##### Selection

Saturday, February 25, 2012

I Hate Surprise Parties

I hate surprise parties.  All the time and effort and for what?  Ten seconds of watching the Guest of Honor reel back in shock and disbelief after a bunch of friends, relatives and associates leap from hallways and from behind furniture yelling, “SURPRISE!!”

All that, and then what happens?  A few minutes of laughing and talking about all the time and effort spent preparing for this moment, and how the Guest of Honor is still shuddering and trying to recover from the assault his “loved ones” perpetrated against him, and then it turns into an ordinary party!  A three to five  hour party.  Not much of a return on investment, is it?

Oh, sure, there will be a few moments when participants will remind everyone how the Guest of Honor should have seen his face when he walked through that door.  This is usually perpetuated by the ones who expended the most effort in the surprise – probably to try to milk even more appreciation for all the work they did.  Sometimes it makes you wonder who the party is really celebrating.

The Top 10 Reasons Why I HATE Surprise Parties:

10. They are a waste of time to prepare.
 9. The invitation list could be incomplete or flawed.
 8. Last minute plans can change with no way to contact the guests in time.
 7. The Guest of Honor may already know about or expect the party.
 6. The setup must be flawless.
 5. The actual surprise may be sloppy.
 4. It requires more work from the guests.
 3. It requires everyone to be in on the surprise.
 2. There may be a conflict the planners are unaware of.

And the Number One reason I HATE surprise parties:

 1. It is only as strong as the weakest ability to keep a secret.


Let’s look at these one-by-one.  Don’t have the time?  I’m not surprised.

10.  They are a waste of time to prepare.

All of the effort expended on orchestrating the surprise could have been spent planning a better party.

            9. The invitation list could be incomplete or flawed.

The party planners are not necessarily going to know all the people the Guest of Honor would like to have at his party.  There’s bound to be friends the planners forgot about, did not know how to contact, or simply have never met.  When these people find out about the big party, and they weren’t invited, it could cause a lot of relations to sour.  And a lot of apologies would be in order.

Also, what if there was a guest the honoree could not stand, “How could you have invited Phil??  I’ve always found Phil to be the biggest downer!” or two guests who have “issues” with each other?  “You could have invited Jane or Michelle, but you cannot invite Jane AND Michelle!”

8. Last minute plans can change with no way to contact the guests in time.

What if, for whatever reason, everything had to get started a half hour earlier and many of the guests cannot be reached?  Some may be arriving just as the Guest of Honor shows up.  Honoree: “What are YOU doing here?”  You: “We could ask you the same thing!”

7. The Guest of Honor may already know about or expect the party.

##########
##### Collected material

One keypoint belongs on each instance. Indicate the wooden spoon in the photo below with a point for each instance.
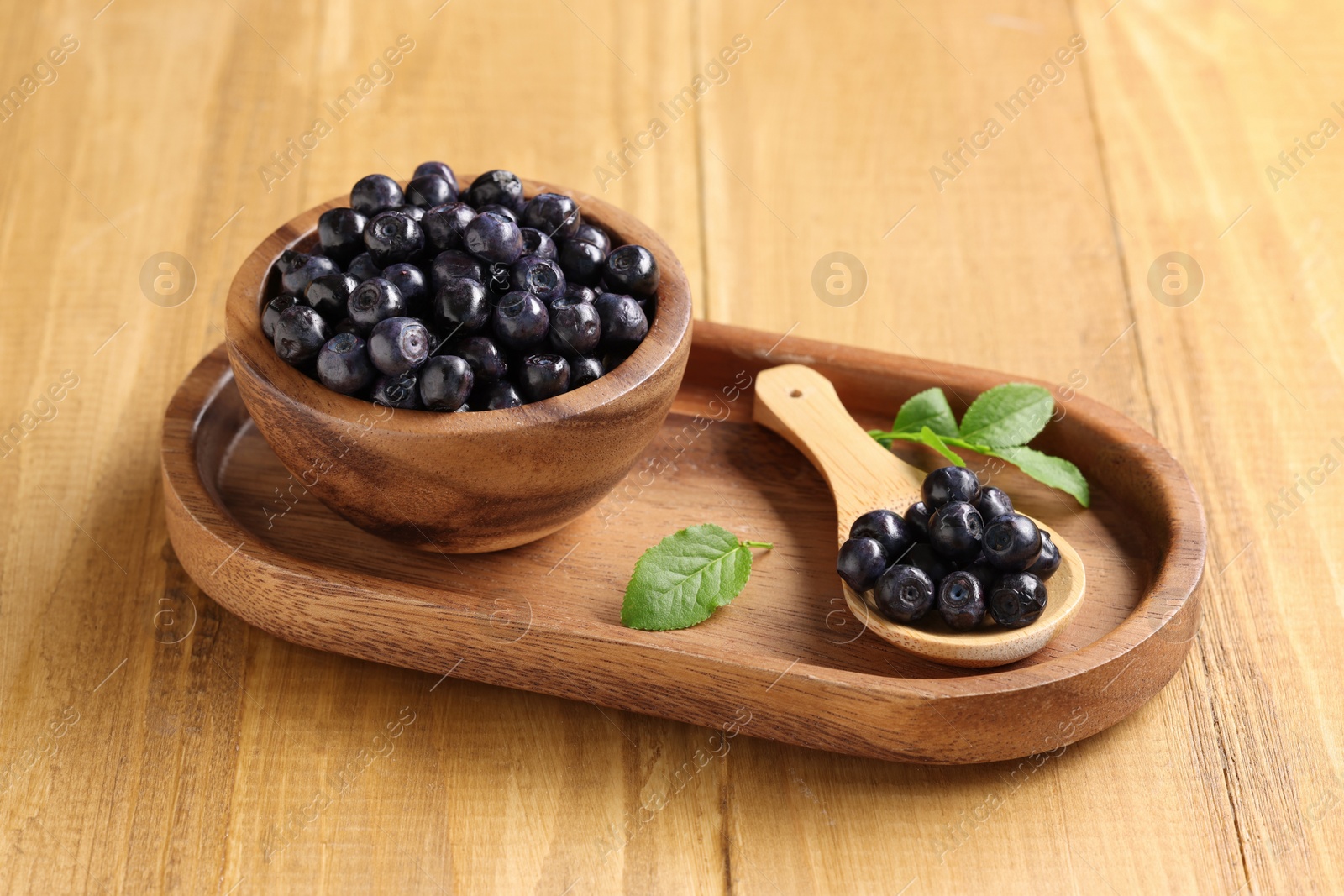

##########

Exercise requirements
1. Reproduce the surprise-party post word for word, from "All that, and" up to and including "investment, is it?".
2. According to the surprise-party post, what is the number one reason for hating surprise parties?
3. Carry on writing the surprise-party post from the point where it stops.

Task-by-task answers
1.
All that, and then what happens?  A few minutes of laughing and talking about all the time and effort spent preparing for this moment, and how the Guest of Honor is still shuddering and trying to recover from the assault his “loved ones” perpetrated against him, and then it turns into an ordinary party!  A three to five  hour party.  Not much of a return on investment, is it?

2. A surprise party is only as strong as the weakest ability to keep a secret.

3.
If it was your 30th birthday, or 40th anniversary, and absolutely nobody was talking of a get-together or asking if you had any plans, wouldn’t you be suspicious?  Or what if, on the way to the party, the unsuspecting Guest of Honor says, “Let’s drop in to have a few quick drinks with Bill and Francine.  We’re going right past their place anyway and we haven’t seen them in ages.”  When he starts to get angry with his wife’s refusal to make a change in the plans, she may have to let the cat out of the bag, lest some of the guests start leaving from impatience because there was no discrete way to call the house to let them know of the change in plans.  “Now be sure to act surprised.”

6. The setup must be flawless.

The “setup” – the plan to get the honoree away from or towards the party venue can be simple, or it can be complicated.  The more complex the plan, the more opportunities there are to foul things up.  “OK, now we gotta get Jim away for an hour, so you’re gonna tell him you’re taking him to the store to buy cigarettes.  But before you get there, you’re gonna run out of gas …”

Even simple plans can backfire.  “He always works till six on Fridays, so that will give us plenty of time to set up.”

5. The actual surprise may be sloppy.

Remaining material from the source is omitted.